[EXERCISE BRIEF]
Copy each of the records below line for line, with no changes.

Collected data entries
****************

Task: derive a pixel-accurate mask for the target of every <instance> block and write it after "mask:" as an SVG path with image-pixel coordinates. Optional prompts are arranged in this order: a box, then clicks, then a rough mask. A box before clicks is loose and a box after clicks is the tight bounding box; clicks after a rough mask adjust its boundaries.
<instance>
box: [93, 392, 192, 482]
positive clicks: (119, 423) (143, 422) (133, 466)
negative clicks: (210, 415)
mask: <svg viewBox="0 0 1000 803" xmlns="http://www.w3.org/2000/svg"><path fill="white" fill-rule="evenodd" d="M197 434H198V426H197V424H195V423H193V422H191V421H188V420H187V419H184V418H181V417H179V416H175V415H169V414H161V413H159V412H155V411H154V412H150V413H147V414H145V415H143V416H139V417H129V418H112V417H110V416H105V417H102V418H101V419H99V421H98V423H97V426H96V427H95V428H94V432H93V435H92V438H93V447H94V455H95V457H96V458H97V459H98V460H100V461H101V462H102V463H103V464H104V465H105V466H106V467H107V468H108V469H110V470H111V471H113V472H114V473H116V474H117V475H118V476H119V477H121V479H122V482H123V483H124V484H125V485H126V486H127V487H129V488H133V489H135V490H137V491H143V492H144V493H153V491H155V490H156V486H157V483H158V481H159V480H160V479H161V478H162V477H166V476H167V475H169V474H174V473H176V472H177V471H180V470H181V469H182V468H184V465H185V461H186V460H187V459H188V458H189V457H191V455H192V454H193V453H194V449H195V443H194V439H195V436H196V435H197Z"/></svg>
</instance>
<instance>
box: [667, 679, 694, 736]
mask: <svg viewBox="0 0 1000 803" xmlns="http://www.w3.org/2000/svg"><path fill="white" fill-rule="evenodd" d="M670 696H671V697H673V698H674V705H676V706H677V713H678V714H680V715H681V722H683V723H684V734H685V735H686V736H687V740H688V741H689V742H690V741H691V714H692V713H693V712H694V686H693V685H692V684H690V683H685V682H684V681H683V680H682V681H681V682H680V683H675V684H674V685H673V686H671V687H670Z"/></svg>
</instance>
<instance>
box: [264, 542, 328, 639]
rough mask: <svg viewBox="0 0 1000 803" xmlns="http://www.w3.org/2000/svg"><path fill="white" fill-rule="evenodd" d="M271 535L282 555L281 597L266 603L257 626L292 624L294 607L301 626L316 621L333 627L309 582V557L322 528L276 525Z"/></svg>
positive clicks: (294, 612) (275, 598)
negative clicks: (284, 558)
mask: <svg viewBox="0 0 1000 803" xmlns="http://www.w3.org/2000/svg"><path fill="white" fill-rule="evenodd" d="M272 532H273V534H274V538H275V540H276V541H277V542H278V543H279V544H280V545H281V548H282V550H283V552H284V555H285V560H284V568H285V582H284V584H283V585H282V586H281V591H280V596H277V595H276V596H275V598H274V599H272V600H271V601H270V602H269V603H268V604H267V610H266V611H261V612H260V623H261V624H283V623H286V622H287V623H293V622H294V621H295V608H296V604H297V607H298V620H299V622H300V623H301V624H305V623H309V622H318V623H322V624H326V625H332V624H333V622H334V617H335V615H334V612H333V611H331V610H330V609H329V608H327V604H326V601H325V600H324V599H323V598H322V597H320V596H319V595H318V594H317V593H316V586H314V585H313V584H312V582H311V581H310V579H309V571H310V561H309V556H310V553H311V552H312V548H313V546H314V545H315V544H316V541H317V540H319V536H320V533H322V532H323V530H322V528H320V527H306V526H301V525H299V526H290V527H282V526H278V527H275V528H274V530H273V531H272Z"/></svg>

****************

[OUTPUT OF THE TASK]
Task: derive a pixel-accurate mask for the target of every <instance> block and write it after "mask:" as an SVG path with image-pixel coordinates. Optional prompts are arranged in this order: a box, then clicks, then a rough mask. A box before clicks is loose and a box after clicks is the tight bounding box; clicks after a rough mask adjust its boundaries.
<instance>
box: [93, 392, 192, 482]
positive clicks: (119, 423) (143, 422) (133, 466)
negative clicks: (210, 415)
mask: <svg viewBox="0 0 1000 803" xmlns="http://www.w3.org/2000/svg"><path fill="white" fill-rule="evenodd" d="M197 434H198V426H197V424H195V423H193V422H191V421H188V420H187V419H184V418H181V417H179V416H175V415H169V414H161V413H159V412H155V411H154V412H150V413H147V414H145V415H143V416H139V417H129V418H112V417H110V416H105V417H102V418H101V419H99V421H98V423H97V426H96V427H95V428H94V432H93V435H92V438H93V447H94V455H95V457H96V458H97V459H98V460H100V461H101V462H102V463H103V464H104V465H105V466H106V467H107V468H108V469H110V470H111V471H113V472H114V473H116V474H117V475H118V476H119V477H121V479H122V482H123V483H124V484H125V485H126V486H127V487H129V488H133V489H135V490H137V491H143V492H144V493H153V491H155V490H156V486H157V483H158V481H159V480H160V479H161V478H162V477H166V476H167V475H169V474H174V473H176V472H177V471H180V470H181V469H182V468H184V465H185V461H186V460H187V459H188V458H189V457H191V455H192V454H193V453H194V449H195V443H194V439H195V436H196V435H197Z"/></svg>
</instance>
<instance>
box: [667, 679, 694, 736]
mask: <svg viewBox="0 0 1000 803" xmlns="http://www.w3.org/2000/svg"><path fill="white" fill-rule="evenodd" d="M670 696H671V697H673V698H674V705H676V706H677V713H678V714H680V715H681V722H683V723H684V734H685V735H686V736H687V740H688V741H689V742H690V741H691V714H692V713H693V712H694V686H693V685H692V684H690V683H685V682H684V681H683V680H682V681H681V682H680V683H675V684H674V685H673V686H671V687H670Z"/></svg>
</instance>
<instance>
box: [264, 542, 328, 639]
rough mask: <svg viewBox="0 0 1000 803" xmlns="http://www.w3.org/2000/svg"><path fill="white" fill-rule="evenodd" d="M271 535L282 555L281 597L266 603L257 626L292 624L294 607L301 626L316 621L333 627L309 582V557L322 528L276 525Z"/></svg>
positive clicks: (294, 612) (275, 598)
negative clicks: (284, 558)
mask: <svg viewBox="0 0 1000 803" xmlns="http://www.w3.org/2000/svg"><path fill="white" fill-rule="evenodd" d="M272 532H273V534H274V538H275V540H276V541H277V542H278V543H279V544H280V545H281V548H282V550H283V552H284V555H285V560H284V568H285V582H284V584H283V585H282V586H281V591H280V596H277V595H276V596H275V598H274V599H272V600H271V601H270V602H269V603H268V604H267V610H266V611H261V612H260V623H261V624H283V623H286V622H287V623H293V622H294V621H295V608H296V604H297V607H298V620H299V622H300V623H301V624H305V623H309V622H318V623H322V624H326V625H332V624H333V622H334V617H335V615H334V612H333V611H331V610H330V609H329V608H327V604H326V601H325V600H324V599H323V598H322V597H320V596H319V595H318V594H317V593H316V586H314V585H313V584H312V582H311V581H310V579H309V571H310V561H309V556H310V553H311V552H312V548H313V546H314V545H315V544H316V541H317V540H319V536H320V533H322V532H323V530H322V528H320V527H306V526H301V525H299V526H290V527H282V526H278V527H275V528H274V530H273V531H272Z"/></svg>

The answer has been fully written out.